The experiments were performed on a desktop computer equipped with Intel Corporation Xeon E3-1200 v6/7th GenCore Processor with 32 GB RAM and 240 GB SSD, NVIDIA GeForce GTX 1080 TI GPU, running Ubuntu 18.04.

3.3 Experimental Results

The tests were run for various date/time targets, and we noticed empirically an overall improvement in metrics of predictions as we added more features.

To find the best combination of features, we performed a greedy approach. First, we selected the feature with the highest impact by running the algorithm 7 times. Since using the MATIC prices gave worse results than using 0 dynamic features, we dropped this data from subsequent tests. Once we found the feature with best results, we ran the training and inference with the remaining 5 feature data and selected again the one giving best results. We continued the process for the rest of the features, thus performing a total of \(7+5+4+3+2+1=22\) trials.

Given \(y_{i}\) as the observed value, \(\hat{y_{i}}\) the predicted value and n the number of samples, we computed the following metrics using sklearn package:

  1. 1.

    Mean Absolute Error (MAE): \(MAE = \frac{\sum _{i=1}^{n}\left| y_{i} - \hat{y_{i}} \right| }{n}\)

  2. 2.

    Quantile Loss (QL) for a given quantile \(q\), defined as: \(L(\hat{y_{i}}, y_{i}) = \max \{q(\hat{y_{i}} - y_{i}), (q - 1)(\hat{y_{i}} - y_{i})\}\). This value is averaged across all predictions. We compared the values obtained for the following quantiles: \(q \in \{0.1, 0.5, 0.9\}\).

  3. 3.

    Mean Squared Error (MSE) and Root Mean Squared Error (RMSE) defined as: \(MSE = \frac{\sum _{i=1}^{n}(y_{i} - \hat{y_{i}})^{2}}{n}\) and \(RMSE = \sqrt{\frac{\sum _{i=1}^{n}(y_{i} - \hat{y_{i}})^{2}}{n}} = \sqrt{MSE}\). To calculate the RMSE metric, we used data normalization by re-scaling the test and predicted data to have a mean of 0 and variance of 1.

Our best performance result with 5 dynamic features is presented in Fig. 1. Table 3 shows the values obtained for each metrics, depending on number of features.

Fig. 1.

DATA ENTRIES:

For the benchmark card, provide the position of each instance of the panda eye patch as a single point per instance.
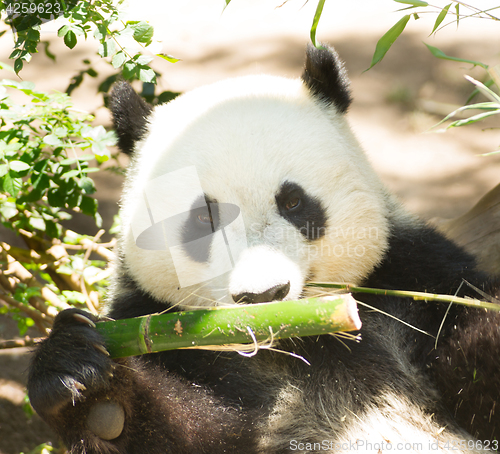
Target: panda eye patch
(305, 212)
(293, 203)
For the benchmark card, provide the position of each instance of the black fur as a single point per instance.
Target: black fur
(130, 113)
(207, 402)
(308, 215)
(325, 76)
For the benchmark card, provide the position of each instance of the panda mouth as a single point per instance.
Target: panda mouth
(275, 293)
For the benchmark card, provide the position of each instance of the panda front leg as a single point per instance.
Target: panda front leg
(100, 406)
(466, 367)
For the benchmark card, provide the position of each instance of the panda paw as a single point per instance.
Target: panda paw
(70, 364)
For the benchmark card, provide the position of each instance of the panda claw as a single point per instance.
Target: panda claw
(79, 386)
(82, 319)
(101, 348)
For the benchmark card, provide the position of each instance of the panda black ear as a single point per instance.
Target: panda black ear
(130, 115)
(326, 78)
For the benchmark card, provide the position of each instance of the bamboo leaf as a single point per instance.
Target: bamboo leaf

SHORT TASK 1: In the passage on the price-prediction experiments, which GPU did the test computer have?
SHORT TASK 2: Pick up the passage on the price-prediction experiments at the point where it stops, and keep writing.
The items have no role here.

EXPECTED OUTPUT 1: An NVIDIA GeForce GTX 1080 TI.

EXPECTED OUTPUT 2:
figure 1

Prediction with 5 dynamic feature inputs: \(\varXi \) prices, Transaction Values, Committed Transactions, Token Transfers, and Gas Used

3.4 Discussion

Time series forecasting is one of the most important tools used by businesses, and there are a number of frameworks data scientists can use for this purpose. As expected, there is no “silver bullet” for any problem. The empirical research conducted by Z̆unić et al. [17] concludes that DeepAR (AWS) models “show superiority over classical methods only when they have a large number of signals over which to create a model, and in the case of articles with a short history”. Since cryptocurrency prices in general and \(\varXi \) in particular have numerous covariates that can be used, one can perform accurate predictions with shorter history, a benefit that low-power (e.g. IOT) edge devices can take advantage of when deciding on the timing for submitting transactions to the blockchain.

Table 3. Comparison of metrics by number of dynamic features involved. Values are represented in WEI (\(1 \varXi =10^{18}WEI\)).

Our analyzed data ranges between January 1, 2021 and October 18, 2021. During this time, gas prices ranged between 10 and 4315 GWEI, or a \(431.5\%\) fluctuation. As of this writing, a regular \(\varXi \) transfer has a limit of 21,000 units of gas. At the given price range, one would have to pay anywhere between 0.00021 and 0.9 \(\varXi \). At current exchange rate of 1 \(\varXi \) to 4,189 USD this comes to roughly between 1 and 3,770 USD for a simply sending \(\varXi \) to a different address. This clearly shows the importance of timing these transactions based on accurate predictions.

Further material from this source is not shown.